**GIVEN PROBLEM**
Lay out as a numbered list the lines from the one containing "Please draw the outline of every instance of the cloudy" through the end of the Dataset rows, skipping blank lines and leaving out the pictures.

Dataset rows
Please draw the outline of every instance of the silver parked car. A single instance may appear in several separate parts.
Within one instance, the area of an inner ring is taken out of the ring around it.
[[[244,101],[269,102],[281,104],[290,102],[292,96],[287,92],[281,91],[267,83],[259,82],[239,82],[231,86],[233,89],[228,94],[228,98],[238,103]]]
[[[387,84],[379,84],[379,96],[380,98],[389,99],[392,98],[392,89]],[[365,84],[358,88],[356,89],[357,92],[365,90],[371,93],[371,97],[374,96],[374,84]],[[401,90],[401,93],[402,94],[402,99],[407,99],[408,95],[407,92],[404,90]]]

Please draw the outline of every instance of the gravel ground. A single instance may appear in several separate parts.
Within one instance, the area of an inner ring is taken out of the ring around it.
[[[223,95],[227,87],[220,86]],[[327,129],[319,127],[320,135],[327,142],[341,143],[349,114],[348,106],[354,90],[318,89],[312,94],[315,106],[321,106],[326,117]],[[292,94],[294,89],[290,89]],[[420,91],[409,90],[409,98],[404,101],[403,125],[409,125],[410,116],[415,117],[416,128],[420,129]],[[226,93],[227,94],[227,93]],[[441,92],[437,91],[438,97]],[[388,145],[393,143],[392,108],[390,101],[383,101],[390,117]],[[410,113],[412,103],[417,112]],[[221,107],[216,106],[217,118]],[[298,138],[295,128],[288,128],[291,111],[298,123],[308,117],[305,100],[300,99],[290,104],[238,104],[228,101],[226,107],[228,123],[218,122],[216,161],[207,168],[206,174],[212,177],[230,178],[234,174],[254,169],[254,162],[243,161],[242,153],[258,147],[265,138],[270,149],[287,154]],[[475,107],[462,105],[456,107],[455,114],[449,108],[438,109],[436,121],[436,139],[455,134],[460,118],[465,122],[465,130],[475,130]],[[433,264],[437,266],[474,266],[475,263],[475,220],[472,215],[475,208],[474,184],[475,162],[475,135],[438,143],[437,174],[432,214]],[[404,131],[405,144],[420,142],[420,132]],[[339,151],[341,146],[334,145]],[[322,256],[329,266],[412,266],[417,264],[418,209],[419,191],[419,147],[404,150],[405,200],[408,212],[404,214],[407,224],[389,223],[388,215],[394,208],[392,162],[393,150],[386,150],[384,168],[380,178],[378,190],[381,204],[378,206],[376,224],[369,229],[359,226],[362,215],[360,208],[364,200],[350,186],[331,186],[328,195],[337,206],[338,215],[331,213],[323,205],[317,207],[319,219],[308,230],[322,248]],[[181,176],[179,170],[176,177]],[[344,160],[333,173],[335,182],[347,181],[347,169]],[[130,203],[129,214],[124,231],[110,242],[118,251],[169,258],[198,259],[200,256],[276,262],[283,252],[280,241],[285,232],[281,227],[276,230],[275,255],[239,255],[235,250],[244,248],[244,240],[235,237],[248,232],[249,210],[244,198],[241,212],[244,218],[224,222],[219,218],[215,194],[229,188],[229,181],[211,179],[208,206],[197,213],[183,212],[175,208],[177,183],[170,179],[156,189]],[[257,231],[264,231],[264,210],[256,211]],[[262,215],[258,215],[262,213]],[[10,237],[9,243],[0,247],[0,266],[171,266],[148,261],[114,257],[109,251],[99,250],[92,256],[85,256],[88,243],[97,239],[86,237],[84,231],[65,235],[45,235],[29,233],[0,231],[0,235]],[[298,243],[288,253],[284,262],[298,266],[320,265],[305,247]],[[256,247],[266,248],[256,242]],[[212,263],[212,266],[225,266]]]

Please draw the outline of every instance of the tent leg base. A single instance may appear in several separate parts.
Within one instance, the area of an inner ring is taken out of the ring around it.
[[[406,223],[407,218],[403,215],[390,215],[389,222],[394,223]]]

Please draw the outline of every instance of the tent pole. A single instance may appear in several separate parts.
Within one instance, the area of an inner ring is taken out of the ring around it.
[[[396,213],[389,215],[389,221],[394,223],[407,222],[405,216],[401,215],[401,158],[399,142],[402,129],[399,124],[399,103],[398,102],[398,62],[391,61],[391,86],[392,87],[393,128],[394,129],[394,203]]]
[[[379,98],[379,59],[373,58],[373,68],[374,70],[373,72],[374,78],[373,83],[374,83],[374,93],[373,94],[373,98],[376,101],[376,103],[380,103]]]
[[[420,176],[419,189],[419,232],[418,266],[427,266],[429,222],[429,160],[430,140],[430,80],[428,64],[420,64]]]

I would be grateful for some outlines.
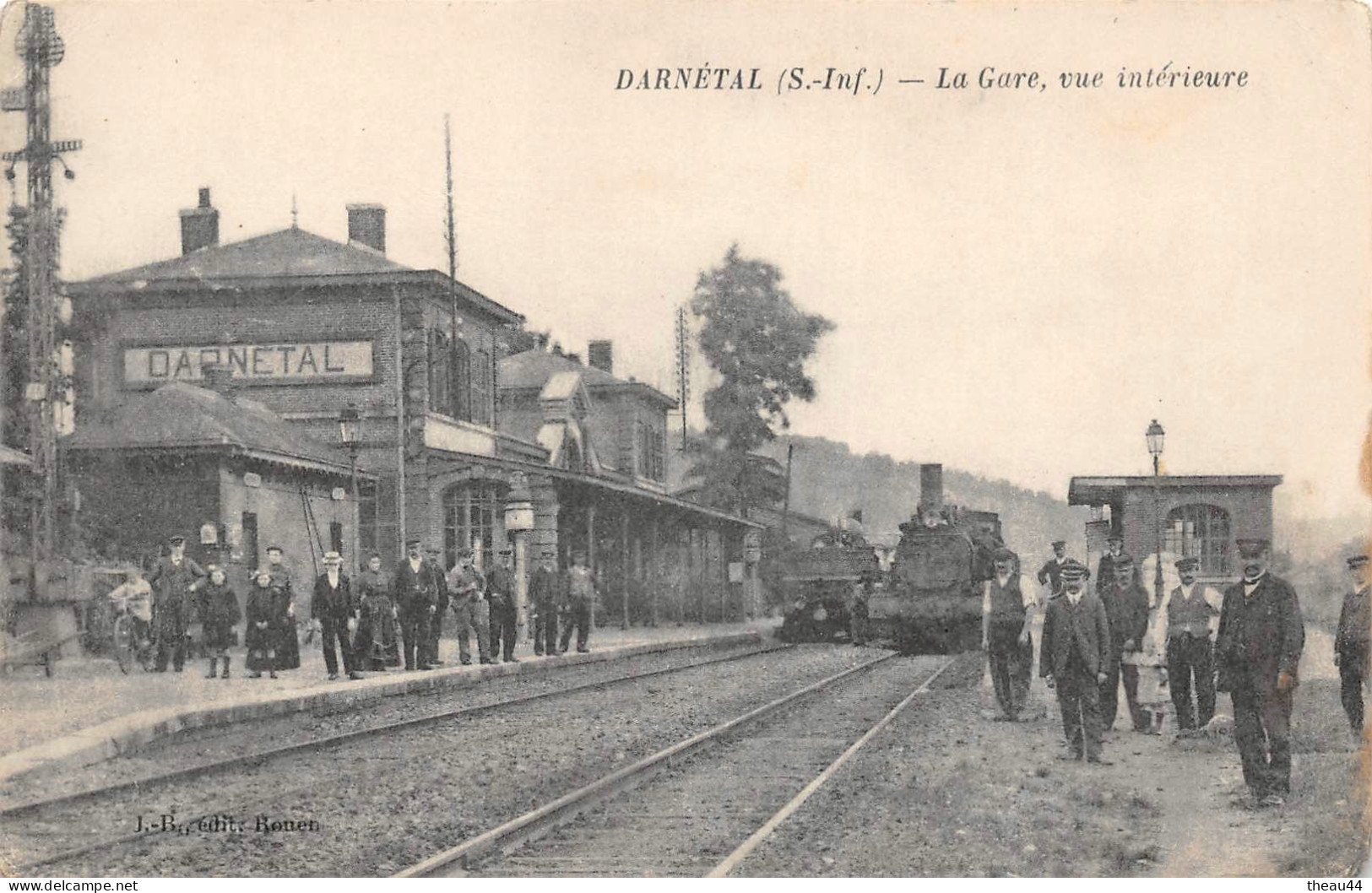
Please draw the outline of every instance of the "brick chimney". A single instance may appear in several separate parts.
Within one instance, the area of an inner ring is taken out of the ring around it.
[[[938,462],[919,466],[919,509],[934,513],[943,510],[943,465]]]
[[[615,374],[615,343],[591,342],[586,346],[586,362],[593,369]]]
[[[377,254],[386,254],[386,206],[347,206],[348,244],[365,246]]]
[[[220,211],[210,204],[210,188],[200,188],[200,202],[181,211],[181,254],[220,244]]]

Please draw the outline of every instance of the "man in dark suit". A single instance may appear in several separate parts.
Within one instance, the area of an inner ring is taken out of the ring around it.
[[[353,582],[343,573],[343,557],[336,551],[324,553],[324,573],[314,580],[310,599],[310,621],[321,634],[324,667],[329,679],[339,678],[339,658],[333,643],[343,652],[343,672],[348,679],[361,679],[353,660],[353,631],[357,630],[358,599],[353,595]]]
[[[395,569],[395,601],[399,605],[405,669],[434,669],[428,663],[429,624],[438,610],[435,571],[420,556],[420,540],[405,543],[405,561]]]
[[[1102,564],[1104,561],[1100,560]],[[1098,590],[1100,602],[1106,608],[1106,617],[1110,620],[1110,663],[1104,668],[1106,680],[1100,683],[1100,722],[1104,724],[1104,731],[1114,728],[1122,679],[1133,730],[1147,731],[1152,727],[1152,722],[1139,708],[1139,668],[1135,664],[1121,664],[1120,658],[1143,646],[1143,636],[1148,631],[1148,590],[1137,583],[1133,558],[1129,556],[1115,557],[1111,567],[1114,582]]]
[[[1039,568],[1039,586],[1047,586],[1050,595],[1056,595],[1062,591],[1062,564],[1066,560],[1067,540],[1052,540],[1052,558],[1044,561],[1043,567]]]
[[[1339,668],[1340,698],[1349,726],[1362,737],[1362,686],[1368,679],[1368,635],[1372,632],[1368,557],[1349,557],[1349,591],[1339,610],[1339,631],[1334,638],[1334,665]]]
[[[557,572],[557,551],[543,549],[530,575],[528,601],[534,606],[534,653],[557,654],[557,608],[563,604],[563,578]]]
[[[1044,612],[1039,675],[1058,691],[1070,748],[1062,759],[1109,765],[1100,756],[1100,683],[1110,660],[1110,621],[1104,605],[1085,588],[1089,576],[1078,561],[1063,564],[1062,593],[1048,599]]]
[[[1291,794],[1291,698],[1305,649],[1301,602],[1268,571],[1272,546],[1239,539],[1243,579],[1224,591],[1216,663],[1220,691],[1233,698],[1233,741],[1243,781],[1257,805],[1280,807]]]
[[[435,601],[434,623],[429,624],[428,650],[425,652],[428,660],[420,663],[442,667],[443,661],[438,658],[438,645],[443,638],[443,616],[447,613],[449,605],[447,575],[443,572],[443,556],[440,550],[429,547],[425,553],[424,561],[428,567],[434,568],[434,583],[438,587],[438,599]]]
[[[177,672],[185,668],[185,624],[191,616],[191,593],[200,588],[204,569],[185,554],[185,536],[167,540],[172,554],[158,558],[148,575],[152,586],[152,626],[158,638],[156,671],[167,671],[167,657]]]

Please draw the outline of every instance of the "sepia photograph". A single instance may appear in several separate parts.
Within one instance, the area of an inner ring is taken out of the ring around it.
[[[10,0],[0,169],[11,890],[1361,890],[1367,3]]]

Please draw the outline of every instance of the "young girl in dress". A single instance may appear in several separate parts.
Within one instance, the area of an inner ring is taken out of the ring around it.
[[[1139,711],[1148,720],[1150,735],[1162,734],[1162,720],[1172,700],[1168,689],[1168,612],[1158,598],[1148,599],[1148,630],[1137,652],[1126,653],[1121,661],[1139,668]]]
[[[272,586],[272,572],[265,568],[257,572],[254,583],[255,586],[248,590],[248,628],[243,636],[248,646],[246,665],[254,679],[261,679],[263,669],[276,679],[277,639],[285,623],[281,593]],[[281,616],[277,616],[279,613]]]
[[[233,643],[233,627],[241,619],[239,597],[229,587],[224,568],[210,565],[210,584],[199,591],[200,627],[204,630],[204,654],[210,658],[206,679],[214,679],[214,665],[224,661],[222,678],[229,678],[229,646]]]

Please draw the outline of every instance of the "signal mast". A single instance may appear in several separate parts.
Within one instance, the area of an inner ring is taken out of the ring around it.
[[[36,561],[51,558],[56,545],[59,501],[58,433],[64,424],[70,392],[70,369],[63,368],[56,339],[62,295],[58,291],[58,214],[52,207],[52,163],[62,165],[67,180],[75,174],[62,159],[63,152],[81,148],[81,140],[52,141],[49,73],[66,55],[66,45],[54,26],[49,7],[23,5],[23,25],[15,37],[15,52],[23,60],[23,88],[4,91],[0,108],[23,111],[27,141],[15,152],[0,155],[8,166],[5,178],[15,180],[15,165],[27,170],[27,213],[25,215],[23,276],[29,300],[29,380],[25,402],[29,416],[29,460],[37,481],[37,499],[30,513],[32,554]]]

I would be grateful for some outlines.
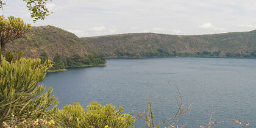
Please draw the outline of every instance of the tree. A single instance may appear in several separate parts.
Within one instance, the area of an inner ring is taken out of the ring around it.
[[[27,4],[27,7],[30,12],[31,17],[34,18],[33,21],[35,22],[38,20],[44,20],[52,12],[49,12],[46,8],[46,4],[51,0],[23,0]],[[5,3],[0,0],[0,9]]]
[[[1,55],[0,66],[0,127],[4,121],[15,118],[23,121],[50,115],[59,104],[50,88],[46,93],[43,81],[51,61],[41,64],[40,59],[21,58],[6,61]],[[51,107],[51,108],[49,108]]]
[[[5,19],[0,15],[0,43],[2,55],[5,52],[5,44],[18,38],[31,28],[30,24],[26,24],[20,18],[10,16]]]
[[[43,52],[40,56],[39,56],[39,59],[41,59],[41,63],[43,63],[45,61],[48,60],[48,57],[47,56],[47,53],[46,52]]]

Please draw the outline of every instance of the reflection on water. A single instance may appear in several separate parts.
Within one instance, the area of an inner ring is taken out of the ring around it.
[[[256,60],[240,59],[160,58],[108,59],[105,67],[71,68],[49,73],[43,84],[52,87],[59,108],[91,101],[146,110],[147,96],[153,102],[156,123],[173,115],[177,108],[174,85],[185,105],[193,104],[191,115],[183,116],[180,124],[199,127],[208,123],[214,113],[216,121],[239,119],[256,127]],[[168,124],[166,124],[166,125]],[[137,119],[135,127],[143,127]],[[238,127],[233,123],[218,126]],[[242,126],[241,126],[242,127]]]

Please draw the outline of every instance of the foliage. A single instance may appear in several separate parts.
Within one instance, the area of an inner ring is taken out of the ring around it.
[[[79,103],[65,106],[58,113],[54,115],[54,119],[59,125],[63,127],[85,127],[85,110]]]
[[[54,118],[64,127],[132,127],[135,118],[123,110],[121,107],[116,110],[112,104],[101,106],[92,102],[85,112],[79,103],[74,103],[59,110]]]
[[[171,84],[169,82],[169,84]],[[153,110],[152,110],[152,102],[151,101],[149,101],[149,99],[147,98],[148,101],[149,102],[148,105],[148,110],[147,112],[146,111],[143,111],[141,113],[139,113],[137,112],[135,112],[133,111],[133,113],[135,113],[135,114],[137,115],[137,116],[140,118],[140,119],[143,119],[144,121],[145,121],[145,128],[146,127],[146,126],[148,125],[149,128],[159,128],[160,127],[161,125],[162,125],[163,124],[168,122],[168,121],[172,121],[172,124],[168,126],[168,127],[174,127],[174,125],[177,123],[177,122],[178,121],[179,118],[183,115],[185,115],[185,114],[190,114],[190,108],[191,106],[192,105],[192,104],[190,104],[190,105],[187,108],[185,108],[183,104],[183,100],[182,100],[182,97],[181,96],[180,92],[178,88],[178,87],[177,87],[176,85],[175,85],[176,87],[176,89],[179,93],[179,98],[178,99],[178,98],[176,98],[176,101],[177,101],[177,104],[178,105],[178,108],[177,110],[177,112],[175,113],[175,115],[171,118],[169,118],[166,119],[165,119],[163,121],[160,121],[158,124],[155,124],[155,123],[154,122],[154,115],[153,115]],[[187,124],[187,123],[186,123]],[[182,126],[180,127],[185,127],[186,124],[185,125],[182,125]],[[177,126],[177,127],[179,127],[178,126]]]
[[[27,7],[30,12],[31,17],[34,18],[33,21],[35,22],[38,20],[44,20],[51,13],[46,5],[48,1],[51,0],[23,0],[27,4]],[[5,3],[0,0],[0,9]]]
[[[40,56],[39,56],[39,59],[41,60],[41,63],[43,63],[44,62],[48,60],[48,57],[47,56],[47,53],[46,52],[43,52]]]
[[[41,64],[40,59],[21,58],[9,62],[1,57],[0,66],[0,123],[49,115],[55,112],[59,102],[50,88],[38,85],[43,81],[51,61]],[[11,59],[13,60],[13,59]]]
[[[80,56],[75,54],[73,57],[61,57],[56,54],[53,58],[54,66],[52,69],[63,69],[68,67],[82,66],[84,65],[98,65],[106,63],[103,55],[90,54],[88,55]]]
[[[82,38],[92,51],[106,57],[255,57],[255,37],[256,30],[202,35],[126,34]]]
[[[35,22],[38,20],[44,20],[51,12],[49,12],[46,5],[51,0],[23,0],[27,3],[27,7],[30,11],[31,17]]]
[[[24,119],[20,121],[18,118],[12,118],[10,120],[4,121],[2,123],[4,127],[57,127],[59,126],[52,118],[48,116],[48,118],[42,117],[38,119]]]
[[[10,16],[5,19],[4,15],[0,15],[0,43],[2,53],[4,55],[6,43],[24,35],[30,27],[30,24],[26,24],[20,18]]]
[[[89,54],[87,44],[74,34],[51,26],[32,27],[23,38],[7,44],[6,49],[23,51],[32,58],[39,58],[45,52],[52,60],[56,53],[62,57]]]

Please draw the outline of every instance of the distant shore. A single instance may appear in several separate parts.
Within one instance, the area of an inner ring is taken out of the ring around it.
[[[66,68],[79,68],[79,67],[91,67],[91,66],[107,66],[106,64],[99,64],[99,65],[85,65],[81,66],[70,66],[70,67],[66,67]],[[55,72],[60,72],[60,71],[65,71],[67,69],[66,68],[63,69],[49,69],[48,73],[55,73]]]

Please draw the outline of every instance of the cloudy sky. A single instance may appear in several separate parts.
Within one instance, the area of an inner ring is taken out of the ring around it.
[[[52,0],[35,23],[23,0],[3,0],[1,14],[90,37],[132,32],[197,35],[256,29],[255,0]]]

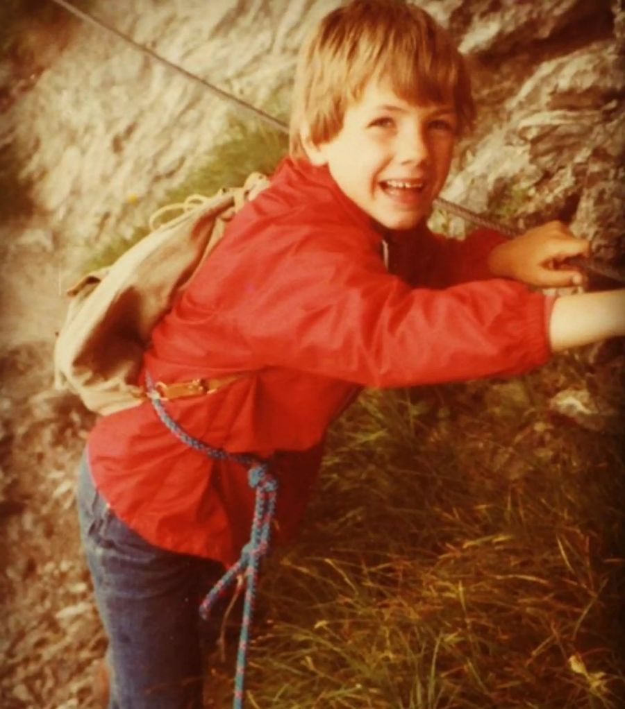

**WRITTEN RESPONSE**
1. Please draw the outline of every instance of the cloudy sky. A single instance may appear in several separate parts.
2. Within one instance, the area of an inner ring is taken out of the ring around it.
3. [[[52,0],[35,23],[23,0],[3,0],[1,14],[90,37],[132,32],[197,35],[256,29],[255,0]]]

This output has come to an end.